§ PROBLEM TO SOLVE: Add 58 to every x and y coordinate in the answers of the records, from the line containing "the ag camera" through the end of the records, both ends included. Write out all of those lines in full, with every other line unchanged.

§ DATA LINES:
• • • • •
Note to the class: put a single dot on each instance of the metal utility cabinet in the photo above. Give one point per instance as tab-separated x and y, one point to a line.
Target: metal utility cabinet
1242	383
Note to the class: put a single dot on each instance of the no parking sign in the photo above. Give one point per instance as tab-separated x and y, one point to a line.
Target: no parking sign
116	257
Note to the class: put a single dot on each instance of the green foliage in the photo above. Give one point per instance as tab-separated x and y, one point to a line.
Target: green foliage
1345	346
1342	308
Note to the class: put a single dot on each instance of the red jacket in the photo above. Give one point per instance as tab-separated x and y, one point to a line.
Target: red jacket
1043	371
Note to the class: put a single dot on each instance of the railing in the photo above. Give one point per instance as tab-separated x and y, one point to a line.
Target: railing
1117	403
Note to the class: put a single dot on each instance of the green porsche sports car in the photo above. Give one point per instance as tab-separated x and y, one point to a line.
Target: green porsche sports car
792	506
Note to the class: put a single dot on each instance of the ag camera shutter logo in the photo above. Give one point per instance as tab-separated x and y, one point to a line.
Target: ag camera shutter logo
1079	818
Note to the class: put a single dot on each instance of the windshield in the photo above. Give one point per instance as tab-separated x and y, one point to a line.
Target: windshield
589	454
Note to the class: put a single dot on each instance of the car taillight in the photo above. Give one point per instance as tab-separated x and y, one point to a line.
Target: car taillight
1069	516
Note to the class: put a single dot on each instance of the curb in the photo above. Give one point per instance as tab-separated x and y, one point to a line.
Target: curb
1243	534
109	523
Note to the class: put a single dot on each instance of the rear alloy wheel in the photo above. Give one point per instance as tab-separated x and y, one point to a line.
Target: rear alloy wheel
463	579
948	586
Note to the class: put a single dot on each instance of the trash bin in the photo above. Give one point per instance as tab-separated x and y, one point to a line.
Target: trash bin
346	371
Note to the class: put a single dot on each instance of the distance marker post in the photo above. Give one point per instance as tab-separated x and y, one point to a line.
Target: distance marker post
• • • • •
§ COMPLETED EXERCISE:
Note to the class: put a single dot on each instance of the ag camera shutter logo in the photo above. Give one point per instance as tab-separated x and y, one point to a line.
Target: ag camera shutter logo
1137	876
Note to the class: put a single dot on each instance of the windshield in the photo above. Give one point per instance as tab-separated x and y, one point to a line.
Target: windshield
647	512
Note to the class: put a single dot on each instance of the car taillight in the photo above. Give one point per instance as tab-separated x and y, one point to a line.
Target: car taillight
1127	574
Note to the class: put a single dot on each instance of the curb in the photo above. Give one point per instance as tab-separated x and y, one point to a line.
Target: curb
1301	592
167	581
Note to the class: put a single dot on each instance of the rear alloy wheel in the photo above. Give one point per instance as tab-separated x and y, one point to a line.
Target: rear alloy wheel
521	637
1006	644
Note to the class: put a single dot on each instance of the trash bin in the photo above. Give one point per instance as tab-separated x and y, one point to a line.
Target: trash bin
404	429
Note to the class: put a single dot on each instance of the distance marker post in the photo above. Give one point per instance as tab-separated x and y, one point to a line.
Target: distance marker post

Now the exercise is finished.